■ EXERCISE
Copy the listing below in full and skip every picture.

■ DATASET

- - - - - - -

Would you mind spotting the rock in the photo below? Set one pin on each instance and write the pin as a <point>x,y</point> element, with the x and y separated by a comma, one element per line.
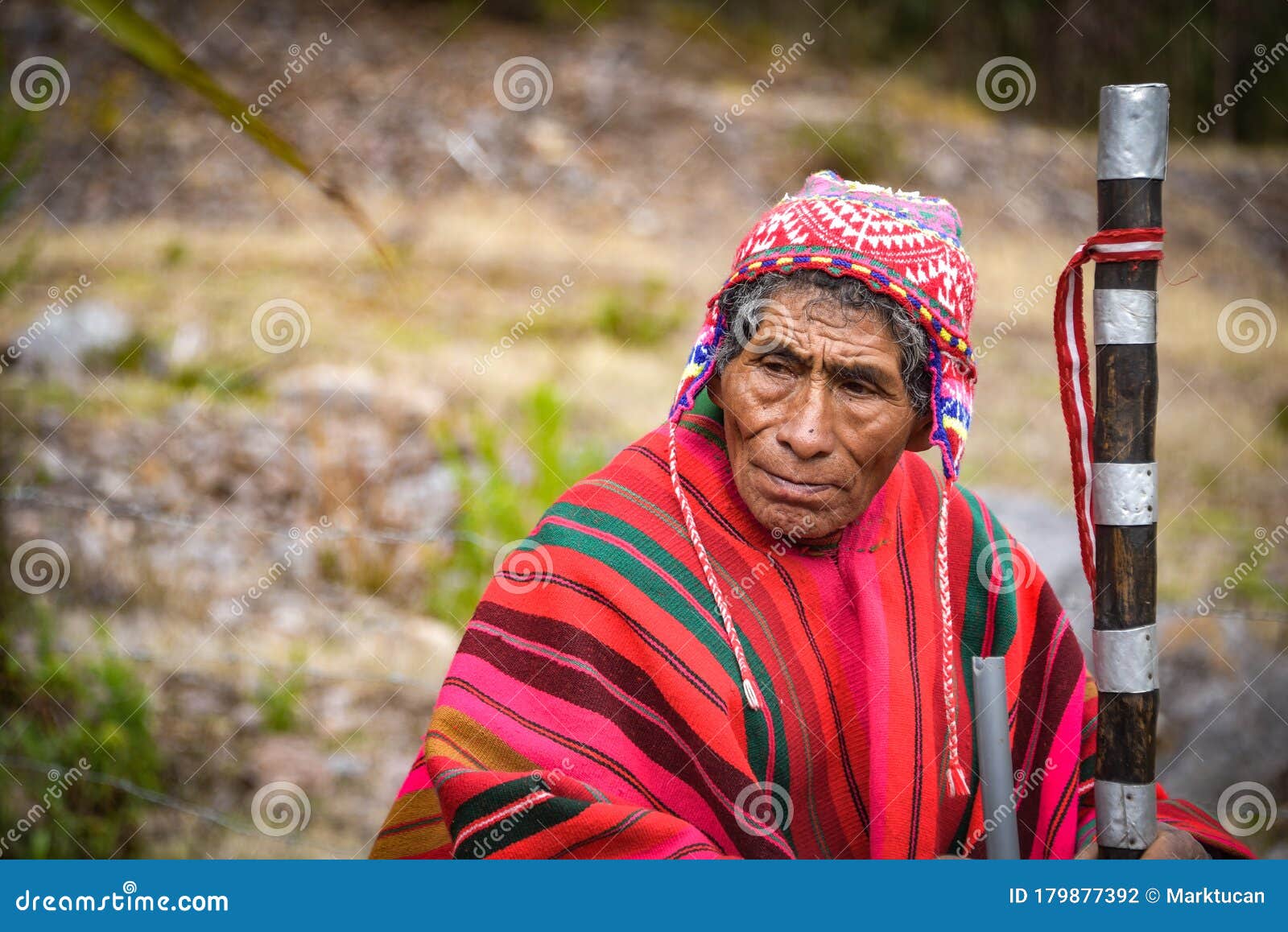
<point>89,335</point>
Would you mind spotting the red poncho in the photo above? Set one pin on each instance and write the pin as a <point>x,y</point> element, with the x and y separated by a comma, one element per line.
<point>596,708</point>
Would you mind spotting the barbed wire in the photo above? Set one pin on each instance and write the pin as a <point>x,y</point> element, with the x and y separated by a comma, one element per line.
<point>289,671</point>
<point>158,798</point>
<point>126,510</point>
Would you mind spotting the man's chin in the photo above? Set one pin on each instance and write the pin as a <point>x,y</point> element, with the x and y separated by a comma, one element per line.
<point>794,523</point>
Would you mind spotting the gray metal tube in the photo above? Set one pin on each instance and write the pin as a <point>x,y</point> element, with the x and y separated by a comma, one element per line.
<point>993,748</point>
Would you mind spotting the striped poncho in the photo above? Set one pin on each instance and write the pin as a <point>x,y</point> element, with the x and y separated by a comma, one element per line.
<point>594,708</point>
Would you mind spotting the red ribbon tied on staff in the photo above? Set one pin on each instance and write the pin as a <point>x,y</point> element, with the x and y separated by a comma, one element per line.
<point>1071,349</point>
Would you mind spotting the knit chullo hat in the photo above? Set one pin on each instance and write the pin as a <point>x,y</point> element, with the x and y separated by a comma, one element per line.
<point>902,245</point>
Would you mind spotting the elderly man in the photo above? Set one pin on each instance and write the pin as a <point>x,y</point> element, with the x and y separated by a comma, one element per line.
<point>746,636</point>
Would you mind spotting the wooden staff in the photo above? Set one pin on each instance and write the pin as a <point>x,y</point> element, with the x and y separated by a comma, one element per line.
<point>1125,478</point>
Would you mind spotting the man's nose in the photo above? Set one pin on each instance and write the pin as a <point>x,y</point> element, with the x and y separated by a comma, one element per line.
<point>808,431</point>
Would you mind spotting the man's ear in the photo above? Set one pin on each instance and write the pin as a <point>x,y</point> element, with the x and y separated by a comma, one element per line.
<point>920,437</point>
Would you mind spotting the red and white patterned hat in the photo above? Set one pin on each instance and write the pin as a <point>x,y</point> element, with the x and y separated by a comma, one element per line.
<point>899,244</point>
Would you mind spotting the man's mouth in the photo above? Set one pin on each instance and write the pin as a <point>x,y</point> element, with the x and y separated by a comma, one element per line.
<point>794,488</point>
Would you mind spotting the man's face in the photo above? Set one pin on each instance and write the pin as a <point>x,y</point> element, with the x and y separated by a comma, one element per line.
<point>815,414</point>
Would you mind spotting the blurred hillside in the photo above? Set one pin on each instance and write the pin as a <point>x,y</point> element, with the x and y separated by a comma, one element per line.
<point>280,474</point>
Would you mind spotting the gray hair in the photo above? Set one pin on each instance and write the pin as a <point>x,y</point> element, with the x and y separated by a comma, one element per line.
<point>744,304</point>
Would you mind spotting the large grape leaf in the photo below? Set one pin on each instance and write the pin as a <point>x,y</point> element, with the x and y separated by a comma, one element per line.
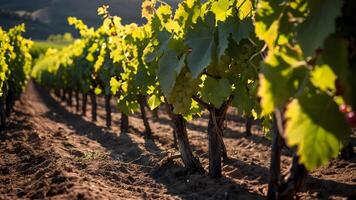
<point>316,127</point>
<point>154,101</point>
<point>239,29</point>
<point>266,21</point>
<point>318,25</point>
<point>221,9</point>
<point>216,91</point>
<point>280,79</point>
<point>164,37</point>
<point>201,39</point>
<point>323,78</point>
<point>169,68</point>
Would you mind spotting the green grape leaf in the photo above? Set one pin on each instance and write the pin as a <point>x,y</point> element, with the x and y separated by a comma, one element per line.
<point>245,8</point>
<point>115,85</point>
<point>318,25</point>
<point>154,101</point>
<point>315,125</point>
<point>216,91</point>
<point>201,40</point>
<point>164,38</point>
<point>221,9</point>
<point>323,78</point>
<point>243,30</point>
<point>266,21</point>
<point>169,68</point>
<point>232,26</point>
<point>280,79</point>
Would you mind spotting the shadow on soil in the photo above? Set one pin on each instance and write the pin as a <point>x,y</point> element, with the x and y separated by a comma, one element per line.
<point>171,173</point>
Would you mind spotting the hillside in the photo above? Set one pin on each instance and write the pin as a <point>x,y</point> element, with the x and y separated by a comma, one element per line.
<point>45,17</point>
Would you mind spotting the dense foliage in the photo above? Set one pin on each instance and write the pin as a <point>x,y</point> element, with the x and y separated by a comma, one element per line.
<point>290,61</point>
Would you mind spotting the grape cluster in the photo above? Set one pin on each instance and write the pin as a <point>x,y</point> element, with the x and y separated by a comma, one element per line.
<point>184,89</point>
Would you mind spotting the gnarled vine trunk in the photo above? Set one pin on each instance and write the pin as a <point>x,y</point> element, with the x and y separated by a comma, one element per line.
<point>217,147</point>
<point>77,105</point>
<point>275,168</point>
<point>190,162</point>
<point>287,188</point>
<point>70,97</point>
<point>108,110</point>
<point>84,103</point>
<point>63,98</point>
<point>2,113</point>
<point>124,123</point>
<point>10,101</point>
<point>142,102</point>
<point>181,139</point>
<point>248,125</point>
<point>93,106</point>
<point>294,180</point>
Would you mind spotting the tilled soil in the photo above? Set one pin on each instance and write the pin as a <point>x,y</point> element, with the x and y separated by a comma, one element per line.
<point>49,151</point>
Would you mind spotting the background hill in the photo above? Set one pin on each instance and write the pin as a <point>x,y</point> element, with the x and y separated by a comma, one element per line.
<point>45,17</point>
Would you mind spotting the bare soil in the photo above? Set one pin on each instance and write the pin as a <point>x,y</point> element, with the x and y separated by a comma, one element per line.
<point>49,151</point>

- - - - - - -

■ ANSWER BELOW
Would you mind spotting the rock in the photo below? Set one pin on each instance and write the pin as a <point>x,y</point> element, with the x and y separated by a comma, one element per line.
<point>89,335</point>
Would you mind spotting the red poncho in the photo above? Set one pin on each instance and write the pin as a <point>x,y</point> element, with the x and y separated by a comma, one element per line.
<point>596,708</point>
Would you mind spotting the barbed wire in the photo above? Set one pin on each instance and write the pin as a <point>x,y</point> element, with the x and y separated by a comma, one element per line.
<point>289,671</point>
<point>158,798</point>
<point>126,510</point>
Would you mind spotting the man's chin in the photo above? Set one pin on each instance and write the pin as a <point>x,y</point> element, with the x and y separated by a comma, one element per line.
<point>794,523</point>
Would you mind spotting the gray metal tube in the photo above? Set one pin on each instance and write the pin as a <point>x,y</point> element, with the x and y separated by a comma, one element per line.
<point>993,748</point>
Would you mind spotting the striped poncho in the photo above? Set one pin on each instance and write the pin as a <point>x,y</point> element, with the x and y separated by a comma, one element per line.
<point>594,708</point>
Would you mind spotting the red ribbon tied on staff in the photo above? Set one pin on each instance and write the pin as a <point>x,y</point> element, with the x and y separated by a comma, one element per line.
<point>1071,349</point>
Would you mind spotting the knit chullo hat in the photo above? Set one pin on each instance and write the pin as a <point>x,y</point> element, with the x and y separated by a comma, one element per line.
<point>902,245</point>
Would you mind spotting the elderly man in the photo above? Set one pin on each instance and write the pin as a <point>x,y</point> element, with the x and y separated by a comma, one element per line.
<point>746,636</point>
Would you mind spotting the wooden staff in the photo above? Set one pin on each instance and write the pin as a <point>x,y</point> element, with the x and y separated by a comma, one element per line.
<point>1125,478</point>
Would you mind spotting the man's nose in the photo above? Set one pin on each instance and write the pin as a <point>x,y</point> element, with the x and y separated by a comma, one element per line.
<point>808,431</point>
Would you mind spotting the man's ear in the photo above? Set one pin on each instance and write the pin as a <point>x,y</point> element, with the x and y separated by a comma, one element per line.
<point>920,437</point>
Would you mind spotting the red and white patterned hat in the photo above? Set one pin on each instance and write the pin as a <point>x,y</point> element, with the x and y separated by a comma, one element per line.
<point>899,244</point>
Would you mind spotting the man's mouth in the photo above? Set one pin on each instance and write the pin as a <point>x,y</point> element, with the x and y separated by a comma, one element per line.
<point>794,488</point>
Would you mind spotting the man's face in the photo above? Set one pin on each instance and write the pin as a <point>x,y</point> element, with the x and y separated by a comma, one element per line.
<point>815,414</point>
Would you mind spotting the blurred hillside in the photo above? Set one pin on each instance and write the pin as a <point>x,y</point> element, with the x and y separated by a comma, one element per line.
<point>280,474</point>
Would you mind spotting the gray hair in the photo above? Set one pin on each instance and write the pin as a <point>x,y</point> element, with the x and y separated by a comma, one element per line.
<point>744,304</point>
Would you mind spotting the large grape leaf in the photo below? Set one pin on each instance and write the pin as a <point>x,y</point> element, with the x and y separated by a comma, one element per line.
<point>316,127</point>
<point>154,101</point>
<point>239,29</point>
<point>266,21</point>
<point>318,25</point>
<point>221,9</point>
<point>216,91</point>
<point>280,79</point>
<point>164,37</point>
<point>201,39</point>
<point>323,78</point>
<point>169,68</point>
Would you mind spotting the green grape leaf in the photo above? Set one pin on each instance and write the pin as a <point>x,y</point> element, with the x and y separated by a comma, one element per line.
<point>245,8</point>
<point>115,85</point>
<point>318,25</point>
<point>154,101</point>
<point>315,125</point>
<point>216,91</point>
<point>201,40</point>
<point>164,38</point>
<point>221,9</point>
<point>323,78</point>
<point>243,30</point>
<point>266,21</point>
<point>169,68</point>
<point>232,26</point>
<point>280,79</point>
Would you mind spotting the shadow on soil in the photo above? Set one pin on each instance and write the pin as a <point>x,y</point> element, with the x and y separated by a comma, one element per line.
<point>171,173</point>
Would you mind spotting the hillside in the photo above? Set one pin on each instance and write the pin as a <point>x,y</point> element, with the x and y separated by a comma, one element per line.
<point>45,17</point>
Would you mind spotting the dense foliage in the photo above? Set one pin on each instance and write the pin as a <point>x,y</point> element, with the x and y separated by a comma, one element per line.
<point>290,61</point>
Would you mind spotting the grape cluster in the photo above? Set one pin on each instance and write the pin as a <point>x,y</point> element, with the x and y separated by a comma, one element per line.
<point>184,89</point>
Would you mind spotting the gnarled vine trunk in the photo above? Set one pin on each instance and write the pin as a <point>x,y</point> element, with the x and y separated by a comma, one element per line.
<point>217,147</point>
<point>77,105</point>
<point>275,168</point>
<point>190,162</point>
<point>287,188</point>
<point>70,97</point>
<point>108,110</point>
<point>84,103</point>
<point>63,98</point>
<point>2,113</point>
<point>124,123</point>
<point>10,101</point>
<point>142,102</point>
<point>181,139</point>
<point>248,125</point>
<point>93,106</point>
<point>294,180</point>
Would you mind spotting the tilled soil in the photo above? Set one pin on each instance and write the pin as a <point>x,y</point> element, with the x and y separated by a comma, one element per line.
<point>49,151</point>
Would you mind spotting the background hill in the photo above? Set one pin on each instance and write the pin as a <point>x,y</point> element, with the x and y separated by a comma, one element per line.
<point>45,17</point>
Would you mind spotting the bare soil in the photo above? Set one pin on each instance and write the pin as a <point>x,y</point> element, with the x and y separated by a comma, one element per line.
<point>49,151</point>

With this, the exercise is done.